*Given task:*
Find the line containing "Please place a point on the green running" in the entries; transcribe it and all remaining lines through the end, exactly as they appear, but not the pictures.

*Coordinate annotation records:*

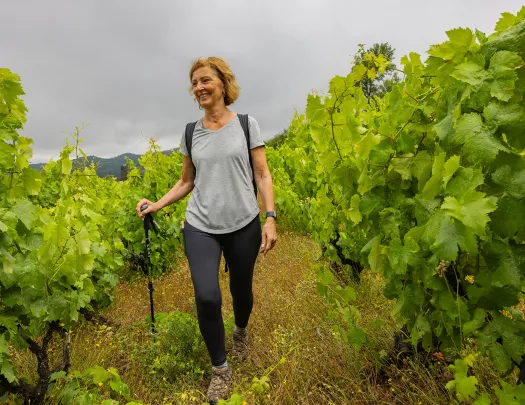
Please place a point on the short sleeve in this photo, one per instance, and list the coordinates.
(255, 133)
(183, 149)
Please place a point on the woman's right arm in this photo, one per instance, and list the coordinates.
(180, 190)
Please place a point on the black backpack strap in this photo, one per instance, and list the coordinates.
(243, 118)
(188, 135)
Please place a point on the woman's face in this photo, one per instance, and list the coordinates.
(208, 89)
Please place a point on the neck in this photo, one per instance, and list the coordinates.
(216, 113)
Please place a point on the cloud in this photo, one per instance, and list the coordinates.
(122, 66)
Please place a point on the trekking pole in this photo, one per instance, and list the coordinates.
(149, 224)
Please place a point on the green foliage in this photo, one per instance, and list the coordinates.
(64, 235)
(426, 188)
(91, 386)
(178, 349)
(377, 85)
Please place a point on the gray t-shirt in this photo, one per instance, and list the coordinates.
(223, 199)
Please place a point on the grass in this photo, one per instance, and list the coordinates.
(291, 339)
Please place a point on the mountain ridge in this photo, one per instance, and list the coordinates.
(107, 166)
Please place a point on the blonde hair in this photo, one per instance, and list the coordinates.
(224, 72)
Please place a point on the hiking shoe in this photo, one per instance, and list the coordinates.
(220, 384)
(240, 345)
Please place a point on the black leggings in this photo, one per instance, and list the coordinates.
(203, 251)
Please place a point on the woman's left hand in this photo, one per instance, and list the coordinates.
(269, 236)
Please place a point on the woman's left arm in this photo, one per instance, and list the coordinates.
(263, 179)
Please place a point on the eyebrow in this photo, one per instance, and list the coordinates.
(203, 77)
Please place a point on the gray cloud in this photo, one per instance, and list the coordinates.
(122, 65)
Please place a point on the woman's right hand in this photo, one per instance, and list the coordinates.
(152, 207)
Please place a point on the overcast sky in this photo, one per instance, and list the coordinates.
(122, 66)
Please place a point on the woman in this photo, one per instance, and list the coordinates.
(222, 212)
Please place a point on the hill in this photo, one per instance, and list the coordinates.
(106, 166)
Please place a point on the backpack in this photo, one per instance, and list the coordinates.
(188, 135)
(243, 118)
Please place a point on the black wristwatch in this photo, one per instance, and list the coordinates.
(271, 214)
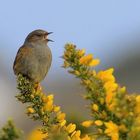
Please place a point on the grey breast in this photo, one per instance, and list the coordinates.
(43, 58)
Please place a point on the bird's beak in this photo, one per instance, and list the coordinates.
(49, 40)
(49, 33)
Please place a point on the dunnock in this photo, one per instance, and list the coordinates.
(34, 58)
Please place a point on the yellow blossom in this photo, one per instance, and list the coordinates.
(87, 123)
(30, 110)
(70, 128)
(95, 107)
(36, 135)
(123, 128)
(76, 135)
(81, 52)
(48, 106)
(62, 123)
(94, 62)
(88, 60)
(110, 86)
(112, 130)
(137, 107)
(86, 137)
(47, 98)
(106, 75)
(61, 116)
(98, 122)
(56, 108)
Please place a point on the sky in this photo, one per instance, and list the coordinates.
(109, 29)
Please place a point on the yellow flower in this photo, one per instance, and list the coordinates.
(48, 106)
(47, 98)
(86, 137)
(70, 128)
(81, 52)
(95, 107)
(76, 135)
(61, 116)
(88, 60)
(36, 135)
(137, 107)
(106, 75)
(62, 123)
(87, 123)
(112, 130)
(98, 122)
(110, 87)
(94, 62)
(30, 110)
(56, 108)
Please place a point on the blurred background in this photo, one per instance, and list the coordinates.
(109, 29)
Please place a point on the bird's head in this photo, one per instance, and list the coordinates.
(38, 36)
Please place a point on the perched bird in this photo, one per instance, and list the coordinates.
(34, 57)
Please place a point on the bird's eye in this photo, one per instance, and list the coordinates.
(38, 35)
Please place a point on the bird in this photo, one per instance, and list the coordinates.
(34, 57)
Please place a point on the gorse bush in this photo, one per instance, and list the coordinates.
(115, 114)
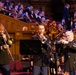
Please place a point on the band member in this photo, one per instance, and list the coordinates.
(41, 63)
(4, 61)
(68, 46)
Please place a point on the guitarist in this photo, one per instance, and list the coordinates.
(41, 61)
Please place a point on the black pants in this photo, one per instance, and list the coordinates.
(5, 69)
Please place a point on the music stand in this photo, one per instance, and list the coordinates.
(30, 47)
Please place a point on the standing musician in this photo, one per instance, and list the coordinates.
(41, 61)
(68, 45)
(4, 61)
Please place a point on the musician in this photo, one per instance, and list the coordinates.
(4, 61)
(41, 61)
(69, 47)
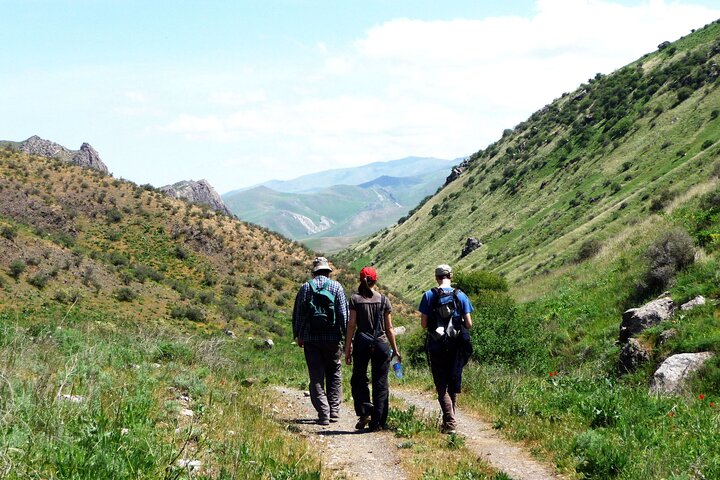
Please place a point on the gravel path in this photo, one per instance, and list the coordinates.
(481, 439)
(346, 453)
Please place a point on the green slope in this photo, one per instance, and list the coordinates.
(588, 166)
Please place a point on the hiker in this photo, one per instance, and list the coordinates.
(319, 322)
(369, 339)
(445, 313)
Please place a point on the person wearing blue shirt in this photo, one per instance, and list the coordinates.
(448, 347)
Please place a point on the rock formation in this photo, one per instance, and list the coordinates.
(85, 157)
(670, 378)
(471, 245)
(635, 320)
(197, 192)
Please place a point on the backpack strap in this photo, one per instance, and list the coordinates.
(378, 318)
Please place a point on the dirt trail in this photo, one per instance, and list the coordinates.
(483, 441)
(344, 451)
(350, 454)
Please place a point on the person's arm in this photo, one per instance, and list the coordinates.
(391, 334)
(352, 325)
(298, 315)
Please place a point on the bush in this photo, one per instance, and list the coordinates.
(588, 249)
(39, 280)
(500, 334)
(472, 283)
(8, 231)
(17, 267)
(125, 294)
(668, 255)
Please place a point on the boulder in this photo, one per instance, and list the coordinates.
(85, 157)
(667, 335)
(695, 302)
(632, 355)
(635, 320)
(670, 378)
(200, 192)
(471, 245)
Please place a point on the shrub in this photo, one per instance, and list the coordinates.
(668, 255)
(125, 294)
(8, 231)
(114, 215)
(500, 334)
(588, 249)
(39, 280)
(472, 283)
(17, 267)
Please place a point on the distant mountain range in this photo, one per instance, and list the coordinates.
(331, 209)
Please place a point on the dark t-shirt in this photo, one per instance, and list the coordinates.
(366, 312)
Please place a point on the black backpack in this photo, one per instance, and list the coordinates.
(321, 309)
(445, 313)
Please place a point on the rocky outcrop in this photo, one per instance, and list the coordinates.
(86, 157)
(471, 245)
(670, 378)
(197, 192)
(635, 320)
(695, 302)
(632, 356)
(457, 170)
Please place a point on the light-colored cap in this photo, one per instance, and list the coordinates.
(321, 263)
(442, 270)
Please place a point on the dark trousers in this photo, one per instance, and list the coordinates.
(323, 361)
(447, 376)
(379, 359)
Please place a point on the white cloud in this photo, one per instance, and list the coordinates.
(441, 88)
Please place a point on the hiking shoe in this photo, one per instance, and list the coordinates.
(448, 429)
(362, 422)
(376, 427)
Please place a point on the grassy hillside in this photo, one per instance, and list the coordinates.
(589, 166)
(599, 202)
(331, 218)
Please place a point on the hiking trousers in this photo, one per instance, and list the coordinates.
(324, 368)
(379, 360)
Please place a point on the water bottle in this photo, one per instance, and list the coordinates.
(396, 366)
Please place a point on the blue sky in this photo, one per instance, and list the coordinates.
(243, 92)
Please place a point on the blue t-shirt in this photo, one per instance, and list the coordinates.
(428, 299)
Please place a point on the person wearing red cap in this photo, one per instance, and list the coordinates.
(369, 339)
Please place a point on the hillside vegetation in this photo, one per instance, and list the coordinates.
(589, 166)
(113, 300)
(599, 202)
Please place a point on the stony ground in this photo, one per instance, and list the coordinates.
(348, 454)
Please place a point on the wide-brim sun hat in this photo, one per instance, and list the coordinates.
(321, 263)
(442, 270)
(368, 273)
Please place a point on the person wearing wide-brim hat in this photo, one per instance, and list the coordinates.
(321, 338)
(448, 345)
(370, 340)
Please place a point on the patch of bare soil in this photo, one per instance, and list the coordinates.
(345, 452)
(483, 441)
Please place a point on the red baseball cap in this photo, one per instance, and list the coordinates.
(369, 273)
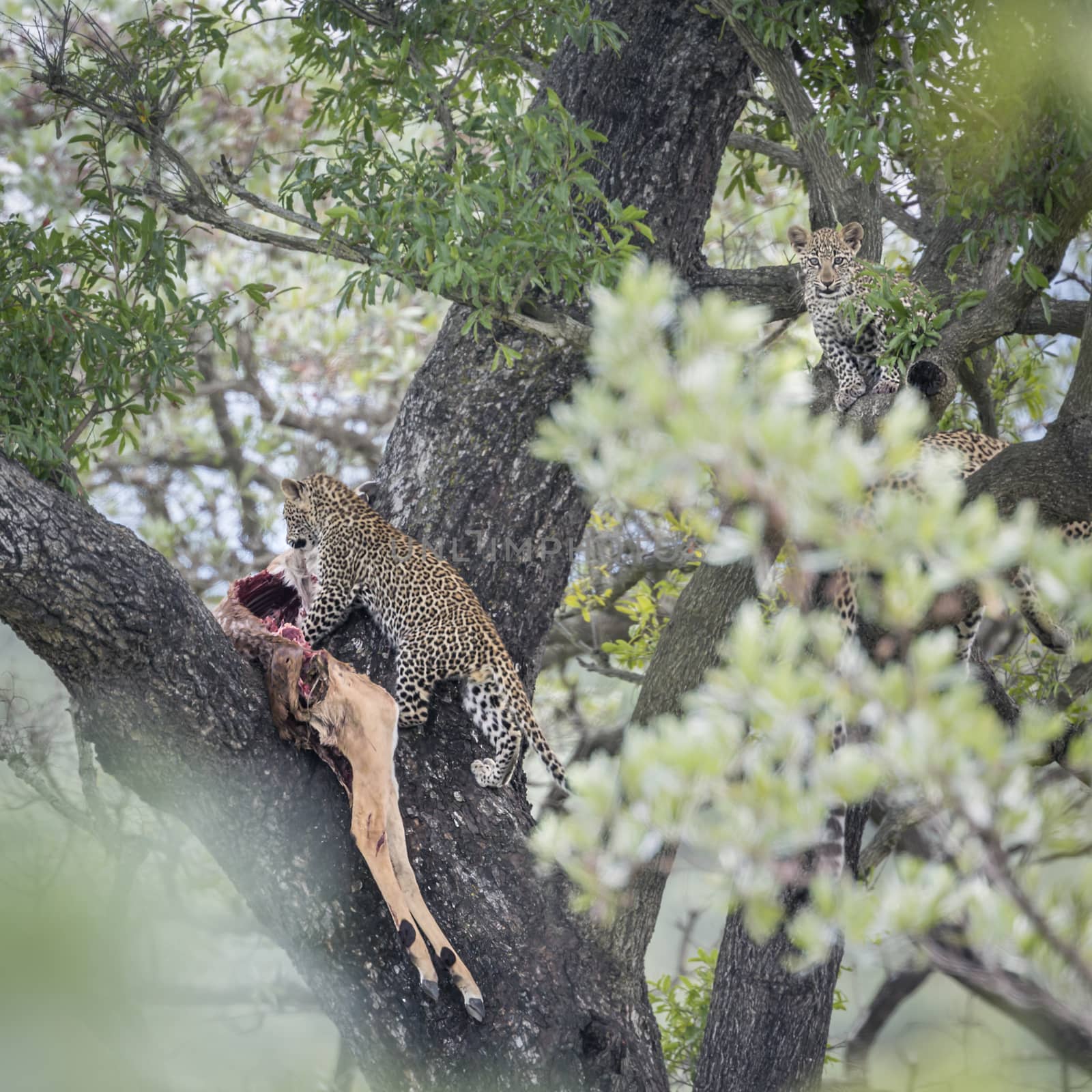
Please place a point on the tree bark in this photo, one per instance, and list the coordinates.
(175, 715)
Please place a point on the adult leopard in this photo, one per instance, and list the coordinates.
(975, 451)
(424, 609)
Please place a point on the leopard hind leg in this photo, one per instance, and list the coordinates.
(1035, 615)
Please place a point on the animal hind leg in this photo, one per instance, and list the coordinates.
(1039, 622)
(371, 830)
(966, 631)
(444, 948)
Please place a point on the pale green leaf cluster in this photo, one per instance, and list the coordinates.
(678, 398)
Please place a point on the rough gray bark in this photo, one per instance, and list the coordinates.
(767, 1029)
(176, 715)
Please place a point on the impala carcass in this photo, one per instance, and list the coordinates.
(324, 704)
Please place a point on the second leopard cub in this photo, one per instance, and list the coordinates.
(851, 334)
(424, 607)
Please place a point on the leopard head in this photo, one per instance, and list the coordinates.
(302, 508)
(828, 259)
(311, 505)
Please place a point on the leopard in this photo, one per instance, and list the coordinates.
(973, 451)
(425, 609)
(853, 336)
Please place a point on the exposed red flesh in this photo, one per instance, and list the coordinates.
(267, 595)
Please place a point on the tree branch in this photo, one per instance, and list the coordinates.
(1078, 399)
(777, 287)
(890, 994)
(1063, 1029)
(833, 190)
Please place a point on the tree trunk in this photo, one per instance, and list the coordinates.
(177, 717)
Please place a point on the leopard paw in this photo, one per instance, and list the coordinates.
(485, 773)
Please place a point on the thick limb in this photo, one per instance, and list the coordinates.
(442, 947)
(371, 806)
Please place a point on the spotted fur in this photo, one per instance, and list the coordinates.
(425, 609)
(851, 334)
(975, 450)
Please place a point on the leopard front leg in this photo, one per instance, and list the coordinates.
(889, 382)
(328, 612)
(851, 385)
(495, 715)
(413, 689)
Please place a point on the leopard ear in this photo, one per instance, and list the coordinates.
(800, 238)
(852, 235)
(369, 491)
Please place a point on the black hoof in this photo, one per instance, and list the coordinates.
(926, 377)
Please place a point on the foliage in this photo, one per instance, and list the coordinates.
(96, 325)
(644, 606)
(745, 777)
(426, 154)
(682, 1009)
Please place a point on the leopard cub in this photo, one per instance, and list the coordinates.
(851, 333)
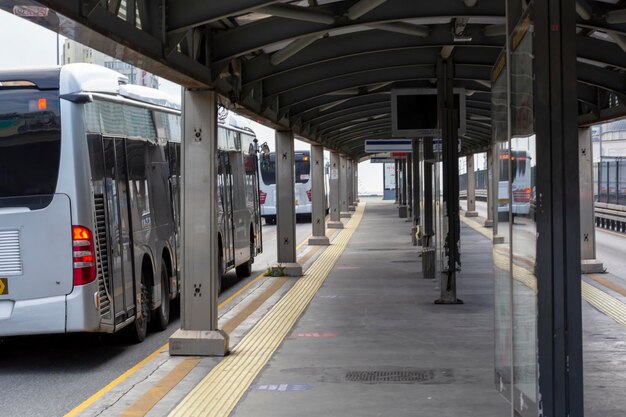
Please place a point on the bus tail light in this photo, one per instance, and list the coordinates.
(84, 255)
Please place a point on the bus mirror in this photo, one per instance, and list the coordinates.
(265, 149)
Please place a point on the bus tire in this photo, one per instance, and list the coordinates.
(245, 269)
(161, 315)
(140, 325)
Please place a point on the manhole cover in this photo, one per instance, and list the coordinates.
(390, 376)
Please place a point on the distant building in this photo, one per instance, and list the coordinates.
(76, 52)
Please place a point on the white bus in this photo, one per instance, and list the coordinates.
(89, 202)
(520, 184)
(267, 168)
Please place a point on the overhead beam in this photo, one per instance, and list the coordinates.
(263, 33)
(306, 14)
(293, 48)
(182, 16)
(363, 7)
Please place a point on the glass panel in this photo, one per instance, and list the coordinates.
(303, 167)
(502, 243)
(522, 162)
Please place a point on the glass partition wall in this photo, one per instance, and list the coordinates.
(515, 231)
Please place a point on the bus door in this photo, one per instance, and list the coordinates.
(240, 213)
(120, 239)
(225, 209)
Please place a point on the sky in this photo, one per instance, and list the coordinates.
(37, 46)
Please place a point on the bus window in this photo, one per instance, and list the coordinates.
(30, 147)
(303, 168)
(268, 169)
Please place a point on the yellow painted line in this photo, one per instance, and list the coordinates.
(219, 392)
(604, 302)
(158, 391)
(89, 401)
(115, 382)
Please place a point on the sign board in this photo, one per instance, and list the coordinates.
(379, 160)
(388, 145)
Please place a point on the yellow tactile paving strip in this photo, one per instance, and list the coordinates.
(219, 392)
(606, 303)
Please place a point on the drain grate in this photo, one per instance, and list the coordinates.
(390, 376)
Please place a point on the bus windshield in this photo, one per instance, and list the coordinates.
(303, 168)
(30, 147)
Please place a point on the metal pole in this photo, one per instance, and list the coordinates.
(471, 187)
(559, 319)
(285, 204)
(452, 259)
(343, 188)
(318, 197)
(333, 184)
(489, 219)
(199, 333)
(409, 186)
(415, 155)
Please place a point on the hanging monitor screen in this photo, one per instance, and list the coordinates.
(414, 112)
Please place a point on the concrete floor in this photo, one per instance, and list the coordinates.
(376, 314)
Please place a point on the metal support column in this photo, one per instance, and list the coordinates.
(285, 204)
(343, 188)
(199, 334)
(428, 221)
(589, 263)
(333, 192)
(489, 219)
(409, 187)
(448, 118)
(356, 183)
(559, 320)
(471, 188)
(318, 218)
(415, 156)
(402, 209)
(396, 170)
(350, 180)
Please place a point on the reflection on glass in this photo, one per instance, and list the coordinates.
(522, 162)
(501, 248)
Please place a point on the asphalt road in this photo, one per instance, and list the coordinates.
(50, 375)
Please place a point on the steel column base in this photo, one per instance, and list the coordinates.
(591, 266)
(318, 241)
(498, 239)
(290, 269)
(199, 343)
(334, 225)
(428, 263)
(414, 239)
(442, 301)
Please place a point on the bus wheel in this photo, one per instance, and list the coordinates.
(162, 314)
(142, 317)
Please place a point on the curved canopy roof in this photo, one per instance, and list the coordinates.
(325, 68)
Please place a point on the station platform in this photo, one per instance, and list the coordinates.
(357, 335)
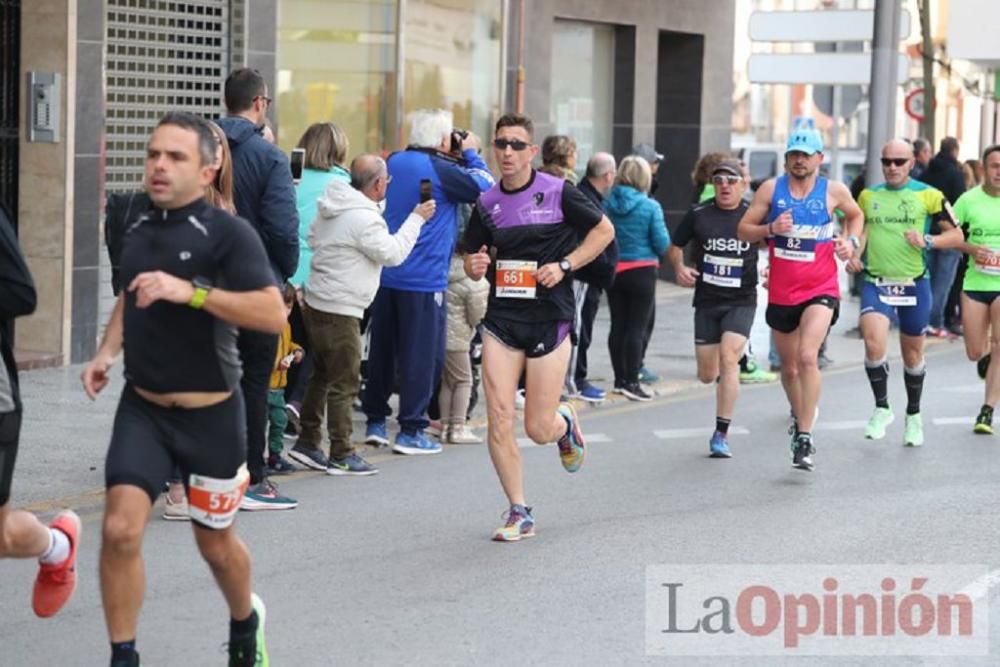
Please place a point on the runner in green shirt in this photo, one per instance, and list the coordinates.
(898, 216)
(978, 211)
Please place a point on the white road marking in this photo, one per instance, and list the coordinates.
(678, 433)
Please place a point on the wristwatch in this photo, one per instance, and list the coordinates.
(201, 289)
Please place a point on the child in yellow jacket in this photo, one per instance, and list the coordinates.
(289, 352)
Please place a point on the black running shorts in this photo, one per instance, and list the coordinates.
(786, 319)
(10, 431)
(149, 440)
(710, 322)
(535, 339)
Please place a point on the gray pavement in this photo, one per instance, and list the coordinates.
(399, 569)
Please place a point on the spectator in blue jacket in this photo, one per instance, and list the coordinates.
(264, 195)
(642, 239)
(408, 323)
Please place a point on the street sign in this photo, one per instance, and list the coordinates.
(818, 68)
(820, 26)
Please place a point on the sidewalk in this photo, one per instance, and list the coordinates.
(65, 436)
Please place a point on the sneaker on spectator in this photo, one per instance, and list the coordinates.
(351, 465)
(279, 465)
(310, 457)
(415, 444)
(264, 496)
(175, 510)
(376, 434)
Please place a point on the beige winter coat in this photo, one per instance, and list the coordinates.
(466, 305)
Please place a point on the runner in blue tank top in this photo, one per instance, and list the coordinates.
(524, 234)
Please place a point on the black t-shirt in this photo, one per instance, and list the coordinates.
(727, 265)
(539, 223)
(173, 347)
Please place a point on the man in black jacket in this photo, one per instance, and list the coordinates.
(265, 196)
(21, 534)
(944, 173)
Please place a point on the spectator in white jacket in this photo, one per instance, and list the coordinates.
(351, 243)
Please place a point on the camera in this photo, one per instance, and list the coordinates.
(458, 136)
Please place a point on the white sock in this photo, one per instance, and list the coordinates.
(58, 550)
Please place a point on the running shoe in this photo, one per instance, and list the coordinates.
(175, 511)
(984, 422)
(634, 392)
(351, 465)
(592, 394)
(415, 444)
(878, 422)
(913, 435)
(55, 583)
(264, 496)
(519, 524)
(802, 455)
(647, 376)
(255, 653)
(572, 447)
(982, 366)
(310, 457)
(376, 434)
(754, 374)
(718, 446)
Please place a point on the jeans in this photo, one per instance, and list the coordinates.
(942, 265)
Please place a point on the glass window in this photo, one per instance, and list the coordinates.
(336, 63)
(583, 86)
(452, 60)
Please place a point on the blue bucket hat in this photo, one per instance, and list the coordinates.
(806, 141)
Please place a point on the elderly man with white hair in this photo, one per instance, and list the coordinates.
(408, 322)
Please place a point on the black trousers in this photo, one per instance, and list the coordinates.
(257, 352)
(632, 301)
(591, 302)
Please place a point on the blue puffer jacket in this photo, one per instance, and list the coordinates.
(426, 269)
(264, 193)
(639, 226)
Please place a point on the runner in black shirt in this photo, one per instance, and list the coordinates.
(525, 232)
(191, 274)
(725, 290)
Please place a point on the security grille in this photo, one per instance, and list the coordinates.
(162, 56)
(10, 60)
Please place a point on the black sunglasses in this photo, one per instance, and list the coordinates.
(516, 144)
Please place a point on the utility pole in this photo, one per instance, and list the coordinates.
(882, 89)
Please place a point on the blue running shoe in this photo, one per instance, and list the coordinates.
(592, 394)
(376, 434)
(415, 444)
(572, 447)
(718, 447)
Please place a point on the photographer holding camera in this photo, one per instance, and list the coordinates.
(408, 314)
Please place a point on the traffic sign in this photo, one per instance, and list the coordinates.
(819, 26)
(818, 68)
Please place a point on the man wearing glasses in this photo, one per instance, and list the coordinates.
(898, 216)
(724, 279)
(526, 232)
(265, 196)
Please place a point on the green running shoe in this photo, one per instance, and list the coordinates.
(880, 419)
(913, 435)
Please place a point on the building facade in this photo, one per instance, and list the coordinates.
(609, 74)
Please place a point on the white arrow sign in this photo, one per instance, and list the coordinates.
(818, 68)
(819, 26)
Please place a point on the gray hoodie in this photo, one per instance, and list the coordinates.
(351, 243)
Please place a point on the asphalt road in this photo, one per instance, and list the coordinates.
(399, 568)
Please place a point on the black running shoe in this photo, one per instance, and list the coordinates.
(982, 366)
(802, 454)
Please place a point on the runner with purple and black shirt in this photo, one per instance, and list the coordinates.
(523, 234)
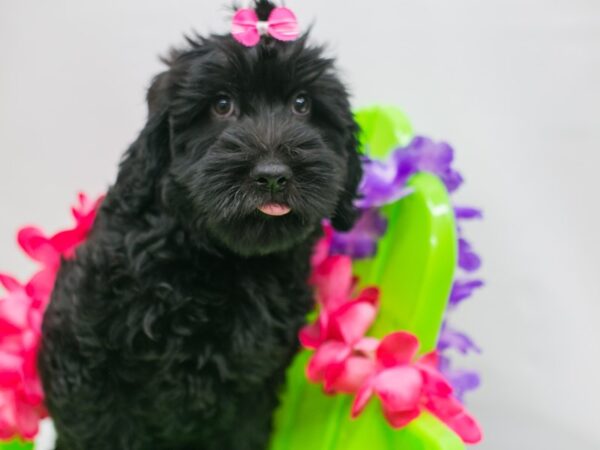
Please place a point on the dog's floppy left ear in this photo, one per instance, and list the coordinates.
(345, 214)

*Task solution:*
Please place a point on the green running shoe in this photo, one per instance, and list the coordinates.
(880, 419)
(913, 435)
Please place a point on the building facade in this photo, one per instance, and list the coordinates.
(609, 74)
Please place a point on the white arrow sign in this photo, one per instance, and list the coordinates.
(818, 68)
(819, 26)
Please place a point on the gray hoodie in this photo, one per instance, and list the coordinates.
(351, 243)
Please place a point on the asphalt road in this photo, one per instance, and list the coordinates.
(399, 568)
Please place a point on the black running shoe in this photo, one per instance, and list the coordinates.
(982, 366)
(802, 454)
Please place a point on the runner with purple and black shirt in this photo, one per instance, and list the coordinates.
(523, 234)
Please place a point on the dog's floppy left ear in this photo, one per instance, and list the coordinates.
(345, 214)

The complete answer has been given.